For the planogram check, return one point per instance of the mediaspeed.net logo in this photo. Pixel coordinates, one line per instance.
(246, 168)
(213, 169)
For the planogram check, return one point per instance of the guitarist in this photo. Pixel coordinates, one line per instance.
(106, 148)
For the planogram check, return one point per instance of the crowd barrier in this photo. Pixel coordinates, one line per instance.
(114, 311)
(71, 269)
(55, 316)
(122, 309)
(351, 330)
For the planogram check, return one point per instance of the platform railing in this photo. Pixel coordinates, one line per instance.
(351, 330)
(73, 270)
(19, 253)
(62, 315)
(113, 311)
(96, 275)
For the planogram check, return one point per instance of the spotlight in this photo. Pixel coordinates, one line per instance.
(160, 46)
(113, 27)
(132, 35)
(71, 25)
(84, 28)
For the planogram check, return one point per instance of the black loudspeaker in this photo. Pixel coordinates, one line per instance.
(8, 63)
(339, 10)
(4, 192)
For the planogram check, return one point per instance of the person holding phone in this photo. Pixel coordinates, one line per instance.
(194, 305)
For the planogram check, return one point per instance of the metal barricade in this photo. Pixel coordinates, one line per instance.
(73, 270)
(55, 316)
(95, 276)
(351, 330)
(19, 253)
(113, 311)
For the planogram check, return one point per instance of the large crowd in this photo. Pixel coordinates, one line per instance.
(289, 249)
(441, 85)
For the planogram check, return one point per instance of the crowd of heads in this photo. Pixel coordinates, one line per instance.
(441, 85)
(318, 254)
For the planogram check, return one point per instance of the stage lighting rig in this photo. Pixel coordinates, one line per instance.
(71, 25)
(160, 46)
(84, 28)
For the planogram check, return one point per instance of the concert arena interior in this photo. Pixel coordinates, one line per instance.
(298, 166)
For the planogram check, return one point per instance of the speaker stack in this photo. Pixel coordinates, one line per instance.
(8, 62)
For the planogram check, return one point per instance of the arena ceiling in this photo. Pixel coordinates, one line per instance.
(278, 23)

==

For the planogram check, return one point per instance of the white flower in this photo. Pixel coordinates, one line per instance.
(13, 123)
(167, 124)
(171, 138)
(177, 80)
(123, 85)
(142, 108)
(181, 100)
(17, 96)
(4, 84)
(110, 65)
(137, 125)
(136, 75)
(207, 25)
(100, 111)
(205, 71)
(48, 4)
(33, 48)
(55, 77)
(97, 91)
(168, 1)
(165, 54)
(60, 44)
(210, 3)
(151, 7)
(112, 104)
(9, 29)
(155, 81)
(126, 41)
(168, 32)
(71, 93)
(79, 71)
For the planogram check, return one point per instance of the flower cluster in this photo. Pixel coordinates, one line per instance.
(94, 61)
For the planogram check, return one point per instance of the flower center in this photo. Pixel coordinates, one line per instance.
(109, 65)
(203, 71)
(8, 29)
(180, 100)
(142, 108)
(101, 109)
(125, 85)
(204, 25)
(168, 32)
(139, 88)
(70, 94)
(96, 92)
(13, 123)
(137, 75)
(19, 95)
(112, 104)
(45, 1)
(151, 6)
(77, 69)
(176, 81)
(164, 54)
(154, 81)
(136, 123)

#### Written task:
How many lines of the listing above contain the string "arena"? Case counts, and the reply should be the number alone.

#### Result of this task:
2